### EXCERPTED RECORDS
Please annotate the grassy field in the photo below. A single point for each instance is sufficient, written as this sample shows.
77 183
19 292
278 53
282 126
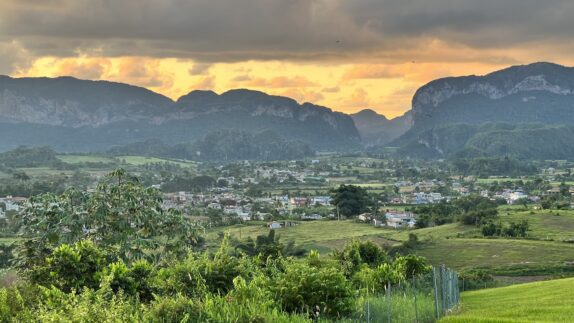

### GOAL OF THE EXERCISE
Retype every entry word for word, but do not carry over the pictures.

### RESPONSE AREA
Please annotate the grassy field in the photo below. A single point for each instance is sufficient, written as this sample shows.
77 183
19 292
278 53
282 126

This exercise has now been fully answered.